**Set task**
Count the lines in the records below that contain the word "noun", and give only the number.

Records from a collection
---+---

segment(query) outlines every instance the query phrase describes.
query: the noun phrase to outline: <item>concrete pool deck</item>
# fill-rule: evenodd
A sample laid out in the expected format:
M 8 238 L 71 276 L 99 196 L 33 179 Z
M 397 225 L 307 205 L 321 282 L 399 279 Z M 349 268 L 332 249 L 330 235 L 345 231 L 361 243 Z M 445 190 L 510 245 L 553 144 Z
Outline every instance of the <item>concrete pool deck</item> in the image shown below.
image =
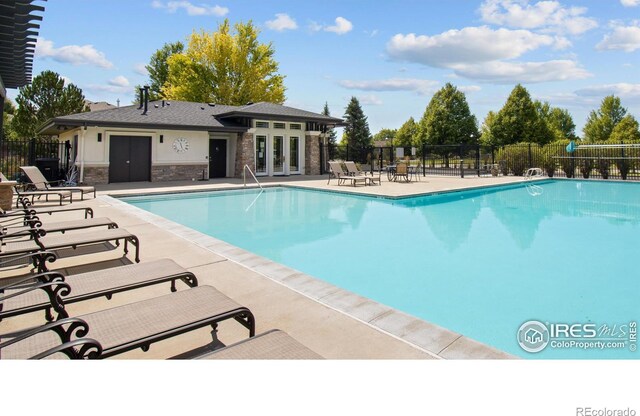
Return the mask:
M 411 183 L 381 186 L 327 185 L 327 176 L 264 178 L 268 185 L 289 185 L 313 189 L 356 192 L 386 197 L 403 197 L 432 192 L 518 183 L 522 178 L 427 177 Z M 152 193 L 194 192 L 242 187 L 242 180 L 208 182 L 127 183 L 98 187 L 98 198 L 74 205 L 90 206 L 96 217 L 109 217 L 136 234 L 141 242 L 141 259 L 172 258 L 196 274 L 200 285 L 212 285 L 254 313 L 257 332 L 279 328 L 330 359 L 428 359 L 509 358 L 510 355 L 463 335 L 414 318 L 354 293 L 344 291 L 311 276 L 231 246 L 172 221 L 128 205 L 113 196 Z M 78 218 L 79 214 L 58 214 L 55 221 Z M 44 221 L 52 217 L 46 216 Z M 132 256 L 122 250 L 99 251 L 60 258 L 52 269 L 67 272 L 126 264 Z M 15 274 L 15 272 L 4 273 Z M 2 277 L 3 274 L 0 274 Z M 179 289 L 186 288 L 179 285 Z M 69 305 L 71 316 L 105 309 L 168 293 L 168 285 L 157 285 L 117 294 L 111 301 L 98 299 Z M 0 333 L 42 323 L 41 313 L 0 322 Z M 230 321 L 220 324 L 218 338 L 229 344 L 246 338 L 247 331 Z M 208 329 L 201 329 L 153 344 L 144 353 L 130 351 L 118 358 L 172 357 L 211 343 Z

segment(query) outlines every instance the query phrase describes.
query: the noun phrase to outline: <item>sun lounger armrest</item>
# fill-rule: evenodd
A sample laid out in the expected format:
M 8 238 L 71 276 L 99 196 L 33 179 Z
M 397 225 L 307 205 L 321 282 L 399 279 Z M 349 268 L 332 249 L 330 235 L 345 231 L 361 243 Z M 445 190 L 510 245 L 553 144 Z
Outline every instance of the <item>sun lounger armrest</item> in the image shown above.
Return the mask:
M 43 283 L 29 282 L 29 278 L 33 279 L 32 276 L 29 276 L 23 280 L 14 282 L 14 284 L 12 285 L 9 285 L 10 289 L 15 290 L 15 292 L 9 294 L 0 294 L 0 305 L 2 305 L 7 299 L 22 296 L 26 293 L 33 292 L 34 290 L 41 289 L 49 297 L 49 304 L 51 305 L 51 308 L 53 308 L 53 310 L 55 310 L 59 316 L 66 317 L 67 314 L 64 310 L 64 302 L 62 298 L 64 296 L 68 296 L 71 293 L 71 287 L 67 283 L 60 280 Z
M 57 353 L 62 353 L 71 359 L 99 358 L 102 354 L 102 345 L 95 339 L 80 338 L 36 354 L 30 360 L 41 360 Z
M 9 345 L 13 345 L 13 344 L 17 344 L 21 341 L 25 341 L 33 336 L 36 336 L 38 334 L 42 334 L 45 332 L 54 332 L 56 333 L 59 337 L 60 337 L 60 346 L 54 347 L 55 348 L 59 348 L 62 345 L 66 344 L 66 343 L 71 343 L 74 340 L 77 339 L 82 339 L 84 338 L 87 333 L 89 332 L 89 325 L 82 319 L 80 318 L 62 318 L 59 319 L 55 322 L 51 322 L 48 323 L 46 325 L 42 325 L 36 328 L 31 328 L 31 329 L 27 329 L 24 331 L 20 331 L 20 332 L 16 332 L 16 333 L 11 333 L 11 334 L 2 334 L 3 338 L 9 338 L 7 341 L 0 343 L 0 351 L 2 351 L 3 348 L 8 347 Z M 72 338 L 74 338 L 72 340 Z M 95 341 L 94 341 L 95 342 Z M 97 342 L 96 342 L 97 344 Z M 100 344 L 98 344 L 100 345 Z M 69 347 L 66 347 L 66 351 L 69 351 L 68 349 Z M 63 348 L 64 349 L 64 348 Z M 52 350 L 46 350 L 43 351 L 40 354 L 47 354 L 47 355 L 51 355 L 55 352 L 62 352 L 62 351 L 53 351 Z M 102 348 L 100 347 L 100 351 L 102 351 Z M 36 357 L 38 356 L 36 355 Z M 44 358 L 44 357 L 42 357 Z
M 6 265 L 28 258 L 31 258 L 31 262 L 34 267 L 38 268 L 38 271 L 46 272 L 46 263 L 53 263 L 58 257 L 51 251 L 37 251 L 35 253 L 21 254 L 19 256 L 10 256 L 4 260 L 0 259 L 0 267 L 7 267 Z

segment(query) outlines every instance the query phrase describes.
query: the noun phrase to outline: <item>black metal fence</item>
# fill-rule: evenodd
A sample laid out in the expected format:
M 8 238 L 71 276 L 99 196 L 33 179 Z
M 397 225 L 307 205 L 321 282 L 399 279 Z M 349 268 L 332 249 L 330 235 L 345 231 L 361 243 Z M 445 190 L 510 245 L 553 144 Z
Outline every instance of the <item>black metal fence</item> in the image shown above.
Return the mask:
M 49 180 L 61 179 L 71 163 L 71 143 L 57 140 L 4 140 L 0 137 L 0 172 L 20 180 L 20 166 L 37 166 Z
M 398 160 L 419 165 L 423 175 L 523 176 L 529 168 L 542 168 L 549 177 L 640 180 L 640 144 L 579 145 L 567 152 L 564 144 L 539 146 L 519 143 L 503 147 L 481 145 L 425 145 L 415 147 L 325 146 L 322 173 L 329 160 L 353 160 L 364 169 L 384 170 Z

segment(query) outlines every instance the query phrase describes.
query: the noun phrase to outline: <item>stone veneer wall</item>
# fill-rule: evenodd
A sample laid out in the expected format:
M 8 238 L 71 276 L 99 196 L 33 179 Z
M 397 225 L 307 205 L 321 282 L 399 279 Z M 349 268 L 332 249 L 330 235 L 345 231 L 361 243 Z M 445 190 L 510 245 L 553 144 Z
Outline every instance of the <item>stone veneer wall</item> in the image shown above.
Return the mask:
M 320 175 L 320 135 L 307 134 L 304 136 L 305 175 Z
M 208 164 L 196 165 L 155 165 L 151 167 L 151 182 L 169 182 L 169 181 L 190 181 L 192 179 L 202 179 L 202 171 L 204 170 L 205 179 L 209 179 L 207 175 Z
M 242 168 L 249 165 L 251 170 L 254 169 L 256 162 L 255 145 L 253 143 L 253 133 L 238 133 L 238 142 L 236 145 L 236 165 L 233 176 L 242 178 Z
M 78 169 L 80 169 L 78 167 Z M 85 166 L 84 182 L 87 185 L 104 185 L 109 183 L 108 166 Z

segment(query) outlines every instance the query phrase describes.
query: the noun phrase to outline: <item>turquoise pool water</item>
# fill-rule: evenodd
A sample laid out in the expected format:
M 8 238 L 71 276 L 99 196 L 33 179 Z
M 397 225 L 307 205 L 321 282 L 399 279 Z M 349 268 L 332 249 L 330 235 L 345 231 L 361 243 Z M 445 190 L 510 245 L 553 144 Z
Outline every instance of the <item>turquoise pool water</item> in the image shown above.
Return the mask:
M 123 200 L 511 354 L 639 355 L 629 324 L 640 312 L 640 184 L 545 181 L 396 200 L 294 188 Z M 596 339 L 627 342 L 529 353 L 517 340 L 529 320 L 591 324 Z

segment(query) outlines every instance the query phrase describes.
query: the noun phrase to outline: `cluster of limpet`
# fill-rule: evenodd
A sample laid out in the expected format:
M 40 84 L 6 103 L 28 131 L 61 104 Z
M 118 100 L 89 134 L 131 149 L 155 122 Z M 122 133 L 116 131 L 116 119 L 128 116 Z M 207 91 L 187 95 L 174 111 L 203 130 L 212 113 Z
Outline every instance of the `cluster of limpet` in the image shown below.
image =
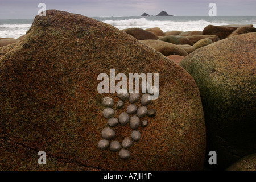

---+---

**Solution to the problem**
6